Short problem A >> Decide whether each statement agrees with the passage on the Bluff Neighborhood below: (i) the neighborhood lay north of Wayzata Blvd.; (ii) some development had happened in the area in the mid-late 1800s; (iii) commercial buildings, schools and churches were scattered among the homes. For each, answer yes or no and quote the deciding words of the passage.

Original Plat Neighborhoods
The Bluff Neighborhood
The oldest of the three neighborhoods was located within the original plat, south of Wayzata Blvd., between Barry and Broadway Avenues. Some development had happened in this area in the mid-late 1800’s, including a handful of elaborate Victorian style homes, but the neighborhood really began to take shape as a suburban enclave for middle-class, single family homes between 1905 and 1930. Sprinkled throughout the “spacious, wide-bodied cottages and bungalows” were also commercial buildings, schools and churches. Historical and Architectural Resources of Wayzata, Robert Vogel & Associates, July 2003.

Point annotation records

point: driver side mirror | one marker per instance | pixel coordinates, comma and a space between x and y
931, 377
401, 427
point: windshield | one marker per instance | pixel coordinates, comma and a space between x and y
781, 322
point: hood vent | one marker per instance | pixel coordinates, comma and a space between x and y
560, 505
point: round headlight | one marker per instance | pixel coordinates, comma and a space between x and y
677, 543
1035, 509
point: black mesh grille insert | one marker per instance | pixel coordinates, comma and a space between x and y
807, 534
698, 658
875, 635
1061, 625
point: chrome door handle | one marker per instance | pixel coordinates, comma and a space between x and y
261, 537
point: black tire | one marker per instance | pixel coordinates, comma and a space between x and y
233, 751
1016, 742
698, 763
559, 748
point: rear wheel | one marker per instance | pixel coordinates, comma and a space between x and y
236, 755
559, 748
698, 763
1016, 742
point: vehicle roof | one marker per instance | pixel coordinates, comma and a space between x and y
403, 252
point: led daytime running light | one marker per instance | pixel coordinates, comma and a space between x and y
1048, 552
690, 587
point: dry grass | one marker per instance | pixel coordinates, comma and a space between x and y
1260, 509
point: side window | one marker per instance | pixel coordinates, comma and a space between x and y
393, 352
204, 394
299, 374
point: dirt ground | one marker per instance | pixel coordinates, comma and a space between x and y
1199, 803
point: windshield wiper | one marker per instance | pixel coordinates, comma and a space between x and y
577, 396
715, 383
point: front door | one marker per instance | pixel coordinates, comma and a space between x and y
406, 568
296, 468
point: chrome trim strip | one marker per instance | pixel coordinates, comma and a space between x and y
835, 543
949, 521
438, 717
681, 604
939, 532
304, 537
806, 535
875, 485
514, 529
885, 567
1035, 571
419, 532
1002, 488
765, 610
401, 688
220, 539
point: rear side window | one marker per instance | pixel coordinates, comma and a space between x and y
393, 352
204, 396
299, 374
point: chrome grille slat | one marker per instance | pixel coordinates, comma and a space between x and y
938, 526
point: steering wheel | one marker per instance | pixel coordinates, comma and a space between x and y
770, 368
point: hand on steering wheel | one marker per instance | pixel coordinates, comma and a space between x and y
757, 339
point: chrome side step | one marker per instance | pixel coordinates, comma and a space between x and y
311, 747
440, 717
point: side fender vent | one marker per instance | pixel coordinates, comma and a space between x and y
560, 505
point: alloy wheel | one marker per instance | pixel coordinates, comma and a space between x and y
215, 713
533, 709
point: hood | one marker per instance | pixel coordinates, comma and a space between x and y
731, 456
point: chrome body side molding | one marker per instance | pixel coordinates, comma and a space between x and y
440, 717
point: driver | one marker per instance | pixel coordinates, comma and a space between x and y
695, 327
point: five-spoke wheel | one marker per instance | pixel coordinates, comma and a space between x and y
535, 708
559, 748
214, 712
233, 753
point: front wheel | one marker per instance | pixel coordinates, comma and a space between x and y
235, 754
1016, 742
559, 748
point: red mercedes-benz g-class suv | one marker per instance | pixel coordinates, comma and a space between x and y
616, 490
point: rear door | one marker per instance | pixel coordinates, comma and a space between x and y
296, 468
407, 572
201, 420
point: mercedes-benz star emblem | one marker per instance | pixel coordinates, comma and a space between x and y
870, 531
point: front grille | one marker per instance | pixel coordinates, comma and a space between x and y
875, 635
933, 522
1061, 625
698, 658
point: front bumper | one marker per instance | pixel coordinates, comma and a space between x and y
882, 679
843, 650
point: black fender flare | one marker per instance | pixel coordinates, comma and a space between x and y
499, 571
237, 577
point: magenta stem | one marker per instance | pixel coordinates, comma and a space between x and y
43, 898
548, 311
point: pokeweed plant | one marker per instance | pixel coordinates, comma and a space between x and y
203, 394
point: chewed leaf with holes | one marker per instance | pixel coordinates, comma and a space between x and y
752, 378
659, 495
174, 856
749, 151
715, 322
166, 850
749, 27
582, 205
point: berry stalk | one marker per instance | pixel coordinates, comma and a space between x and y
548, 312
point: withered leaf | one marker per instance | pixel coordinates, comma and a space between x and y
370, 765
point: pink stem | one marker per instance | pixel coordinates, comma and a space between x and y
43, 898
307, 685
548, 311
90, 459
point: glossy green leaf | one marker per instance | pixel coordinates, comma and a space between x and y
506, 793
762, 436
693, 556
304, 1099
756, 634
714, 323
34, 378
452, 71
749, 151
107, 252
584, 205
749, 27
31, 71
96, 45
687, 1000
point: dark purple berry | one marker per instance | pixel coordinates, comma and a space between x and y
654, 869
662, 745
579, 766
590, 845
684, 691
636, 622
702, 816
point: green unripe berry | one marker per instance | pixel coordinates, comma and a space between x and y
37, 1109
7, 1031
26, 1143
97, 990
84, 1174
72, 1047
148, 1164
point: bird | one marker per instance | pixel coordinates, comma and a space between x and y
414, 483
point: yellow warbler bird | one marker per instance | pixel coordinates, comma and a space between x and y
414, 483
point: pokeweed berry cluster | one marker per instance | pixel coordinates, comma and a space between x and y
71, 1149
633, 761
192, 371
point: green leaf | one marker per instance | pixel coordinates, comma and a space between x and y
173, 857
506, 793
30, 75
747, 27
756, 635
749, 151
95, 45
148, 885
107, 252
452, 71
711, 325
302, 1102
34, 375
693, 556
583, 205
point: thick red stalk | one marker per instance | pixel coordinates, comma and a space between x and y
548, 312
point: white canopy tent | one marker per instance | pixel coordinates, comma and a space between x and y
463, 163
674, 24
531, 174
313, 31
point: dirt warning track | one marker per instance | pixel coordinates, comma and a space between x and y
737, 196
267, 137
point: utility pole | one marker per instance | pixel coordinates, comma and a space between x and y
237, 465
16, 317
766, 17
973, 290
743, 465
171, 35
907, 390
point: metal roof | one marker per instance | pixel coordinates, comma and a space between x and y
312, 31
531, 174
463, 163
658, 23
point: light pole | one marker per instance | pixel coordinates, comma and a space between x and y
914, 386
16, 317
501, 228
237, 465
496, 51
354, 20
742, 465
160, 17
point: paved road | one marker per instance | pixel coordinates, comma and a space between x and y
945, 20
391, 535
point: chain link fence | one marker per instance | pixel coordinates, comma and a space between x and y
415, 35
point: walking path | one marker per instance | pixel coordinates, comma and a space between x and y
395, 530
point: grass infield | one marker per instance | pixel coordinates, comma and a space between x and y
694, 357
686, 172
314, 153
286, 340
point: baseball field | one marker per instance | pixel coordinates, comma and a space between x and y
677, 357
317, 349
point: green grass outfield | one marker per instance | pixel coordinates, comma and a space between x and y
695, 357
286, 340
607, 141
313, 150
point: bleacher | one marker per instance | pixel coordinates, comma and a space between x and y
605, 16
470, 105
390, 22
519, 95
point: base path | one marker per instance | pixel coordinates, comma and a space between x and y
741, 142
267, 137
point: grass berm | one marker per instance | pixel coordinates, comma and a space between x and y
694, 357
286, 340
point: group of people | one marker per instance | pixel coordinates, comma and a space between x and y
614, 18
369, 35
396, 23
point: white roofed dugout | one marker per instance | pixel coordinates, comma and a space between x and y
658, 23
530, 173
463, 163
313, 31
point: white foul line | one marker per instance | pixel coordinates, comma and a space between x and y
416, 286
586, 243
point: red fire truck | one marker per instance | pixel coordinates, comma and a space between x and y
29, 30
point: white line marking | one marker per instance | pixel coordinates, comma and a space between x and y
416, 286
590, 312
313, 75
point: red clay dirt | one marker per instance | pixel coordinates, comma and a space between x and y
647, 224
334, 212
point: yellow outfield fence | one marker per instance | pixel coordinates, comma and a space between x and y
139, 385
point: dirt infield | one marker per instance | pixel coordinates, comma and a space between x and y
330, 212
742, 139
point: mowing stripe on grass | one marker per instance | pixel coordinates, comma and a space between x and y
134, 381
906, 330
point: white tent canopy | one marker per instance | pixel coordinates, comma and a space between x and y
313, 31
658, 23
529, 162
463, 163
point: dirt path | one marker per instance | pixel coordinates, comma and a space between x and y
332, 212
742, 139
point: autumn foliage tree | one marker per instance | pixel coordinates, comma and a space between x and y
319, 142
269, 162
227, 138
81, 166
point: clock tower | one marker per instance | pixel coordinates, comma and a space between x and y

Short problem B >> Retype the lines of the records from the line containing "point: white tent" through the end of the records, with both ends included.

Output A >>
(i) No: "south of Wayzata Blvd., between Barry and Broadway Avenues"
(ii) Yes: "Some development had happened in this area in the mid-late 1800’s"
(iii) Yes: "Sprinkled throughout the “spacious, wide-bodied cottages and bungalows” were also commercial buildings, schools and churches."

Output B >>
point: white tent canopy | one marker per instance | pixel coordinates, comma and a space between x and y
313, 31
658, 23
529, 162
463, 163
point: dirt path | one marker per instance | pixel coordinates, comma and a space between x and y
332, 212
742, 139
point: autumn foliage tree | one marker per instance | pixel coordinates, comma and a space between x and y
319, 142
269, 162
227, 138
81, 166
point: clock tower | one marker per instance | pixel coordinates, comma and a space between x and y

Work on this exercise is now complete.